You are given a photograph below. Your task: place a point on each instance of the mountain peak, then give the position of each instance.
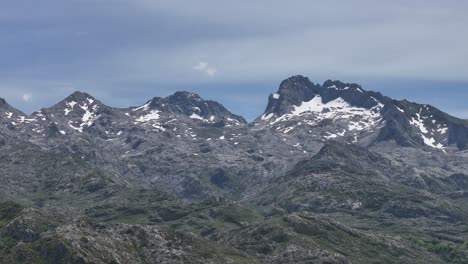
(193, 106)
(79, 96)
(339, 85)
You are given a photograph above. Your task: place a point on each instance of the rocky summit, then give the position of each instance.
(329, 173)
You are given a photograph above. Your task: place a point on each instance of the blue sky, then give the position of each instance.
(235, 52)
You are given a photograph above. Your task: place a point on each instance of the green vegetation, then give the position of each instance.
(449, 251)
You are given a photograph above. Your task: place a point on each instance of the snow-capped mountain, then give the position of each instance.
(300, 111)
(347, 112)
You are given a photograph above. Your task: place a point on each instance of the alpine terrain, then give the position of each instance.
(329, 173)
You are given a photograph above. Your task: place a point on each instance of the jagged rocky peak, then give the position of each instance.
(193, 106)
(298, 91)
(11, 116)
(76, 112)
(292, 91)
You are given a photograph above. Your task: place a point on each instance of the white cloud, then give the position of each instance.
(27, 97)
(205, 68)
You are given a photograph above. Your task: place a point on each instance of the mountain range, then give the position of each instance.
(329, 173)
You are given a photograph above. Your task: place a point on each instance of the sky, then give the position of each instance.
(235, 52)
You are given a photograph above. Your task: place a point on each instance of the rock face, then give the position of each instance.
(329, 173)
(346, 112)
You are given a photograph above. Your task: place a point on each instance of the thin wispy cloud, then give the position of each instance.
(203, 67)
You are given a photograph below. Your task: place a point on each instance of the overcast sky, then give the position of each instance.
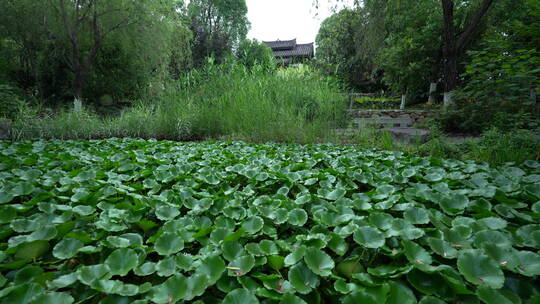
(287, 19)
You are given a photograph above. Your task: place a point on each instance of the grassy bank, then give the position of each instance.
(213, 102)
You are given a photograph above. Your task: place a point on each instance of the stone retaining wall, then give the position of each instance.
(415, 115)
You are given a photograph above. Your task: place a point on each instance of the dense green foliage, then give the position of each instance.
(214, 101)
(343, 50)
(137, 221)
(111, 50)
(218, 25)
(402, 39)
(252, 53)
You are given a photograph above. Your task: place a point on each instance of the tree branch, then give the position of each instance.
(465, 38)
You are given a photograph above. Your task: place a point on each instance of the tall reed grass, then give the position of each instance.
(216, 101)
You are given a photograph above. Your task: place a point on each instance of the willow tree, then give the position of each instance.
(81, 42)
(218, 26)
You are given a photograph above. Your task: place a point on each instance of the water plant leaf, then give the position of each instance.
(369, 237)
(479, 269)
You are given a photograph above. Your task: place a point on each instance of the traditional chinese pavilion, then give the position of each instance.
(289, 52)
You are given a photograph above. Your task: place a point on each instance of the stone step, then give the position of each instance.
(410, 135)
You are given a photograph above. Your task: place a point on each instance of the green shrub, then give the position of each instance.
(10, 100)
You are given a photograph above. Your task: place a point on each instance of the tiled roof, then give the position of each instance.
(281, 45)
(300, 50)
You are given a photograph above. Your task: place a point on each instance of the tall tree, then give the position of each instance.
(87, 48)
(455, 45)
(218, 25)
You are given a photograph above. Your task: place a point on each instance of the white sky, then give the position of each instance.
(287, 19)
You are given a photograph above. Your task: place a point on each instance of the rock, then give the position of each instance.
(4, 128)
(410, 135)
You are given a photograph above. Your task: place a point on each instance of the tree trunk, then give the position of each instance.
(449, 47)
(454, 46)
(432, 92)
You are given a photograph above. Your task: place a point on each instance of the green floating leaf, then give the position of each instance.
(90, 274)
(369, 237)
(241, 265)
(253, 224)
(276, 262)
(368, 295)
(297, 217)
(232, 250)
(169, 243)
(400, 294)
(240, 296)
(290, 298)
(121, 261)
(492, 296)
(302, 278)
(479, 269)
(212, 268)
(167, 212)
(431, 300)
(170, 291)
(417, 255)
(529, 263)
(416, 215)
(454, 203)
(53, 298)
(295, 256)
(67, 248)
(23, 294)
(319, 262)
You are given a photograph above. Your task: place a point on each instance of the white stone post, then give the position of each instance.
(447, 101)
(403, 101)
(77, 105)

- _ASSIGNMENT_: When you reach a picture, pass over it; write out all other material exactly.

- _YOUR RESPONSE_:
You are given a photograph below. Your task: place a point on each instance of the mountain peak, then give the position of each instance.
(193, 106)
(79, 96)
(339, 85)
You are given a photograph above. Your task: place a point on each instance of the rocky summit, then give the position of each instance.
(329, 173)
You are given a photograph above. Your task: place a point on each instance of the blue sky, then give the position of each instance.
(235, 52)
You are given a photograph above. Your task: place a point on each instance of the green vegetation, then give the position of each instance.
(449, 251)
You are given a photograph above. Your task: place a point on each instance of the snow-capped mountain, then give the position of each instance.
(300, 111)
(347, 112)
You are given a photograph above. Your task: place a point on each instance of the alpine terrain, then give the position of each instance.
(329, 173)
You are given a photograph above. Your task: place a point on each instance of the jagged rocky peak, then give the position of each instance.
(193, 106)
(298, 91)
(11, 116)
(76, 112)
(292, 91)
You are given a photograph above. Your task: place a point on each instance of the white cloud, then give the position of each instance.
(27, 97)
(205, 68)
You are given a photograph above. Your task: place a point on each instance of the mountain range, then give the position of each instance.
(329, 173)
You are given a photograph above. Your task: place a point on each instance of the sky, then give the position of each instance.
(235, 52)
You are given a photograph above. Your task: place a point on each instance of the rock face, then give the position of each instance.
(329, 173)
(346, 112)
You are given a photograph above. Your task: place a point on each instance of the thin wispy cloud, then give the position of each instance.
(203, 67)
You are given a photograph below. Your task: place a point on each instance of the overcast sky, then give the position of each instance.
(287, 19)
You are given a photograph above. Your task: place a point on each instance of the grassy bank, then give the position of each instance.
(213, 102)
You are given a photograph above. Your task: place a point on each instance of the stone retaining wall, then give the position of each instance.
(415, 115)
You are given a photograph above. Your task: place a point on each instance of the dense green foliage, then give the position of each instance.
(214, 101)
(343, 50)
(137, 221)
(111, 50)
(218, 25)
(402, 39)
(252, 53)
You are given a photograph above. Your task: place a point on each instance of the tree branch, then give the position of each instance.
(465, 38)
You are given a photograph above. Your task: place a point on each instance of the tall reed grass, then give the position of each instance.
(216, 101)
You are given a photograph above. Your task: place a point on each instance of the willow tree, then give the position of each instance.
(81, 42)
(218, 26)
You are given a photograph above. Your task: place a point on each instance of the water plant leaf, then give the position of each instance.
(369, 237)
(479, 269)
You are given a photograph above. Your task: place a point on each instance of the traditional chinese pavilion, then give the position of each instance.
(289, 52)
You are given a photograph above. Your task: place a point on each instance of the stone step, then give the position of each instance.
(410, 135)
You are given a photograph above. Your task: place a point on each instance of the green shrub, then give the position of each instance.
(10, 100)
You are given a photograph above. Your task: place a point on each instance of the tiled roof, then give the position of each instance.
(281, 45)
(300, 50)
You are given a photograph above. Your task: place a point on each instance of the tall tree, then give the position of each instance.
(87, 48)
(455, 45)
(218, 25)
You are given a photograph above. Your task: place a point on each instance of the white sky, then give the position of each instance.
(287, 19)
You are given a photograph above. Your task: place a point on each instance of the rock, then give the position of each instance.
(4, 128)
(410, 135)
You are given a photograph above. Your task: place a point on each instance of the tree trunk, then give the position of each instance.
(449, 47)
(454, 46)
(432, 92)
You are given a photograph above. Your task: place a point on each instance of the green floating leaf, then give the position of each instance.
(90, 274)
(369, 237)
(241, 265)
(253, 224)
(276, 262)
(368, 295)
(297, 217)
(232, 250)
(169, 243)
(400, 294)
(240, 296)
(290, 298)
(121, 261)
(492, 296)
(302, 278)
(479, 269)
(212, 268)
(167, 212)
(431, 300)
(170, 291)
(417, 255)
(529, 263)
(416, 215)
(454, 203)
(53, 298)
(295, 256)
(67, 248)
(23, 294)
(319, 262)
You are given a photograph above. Your task: place a point on each instance of the white stone post, then give the position of each instance.
(447, 101)
(403, 101)
(77, 105)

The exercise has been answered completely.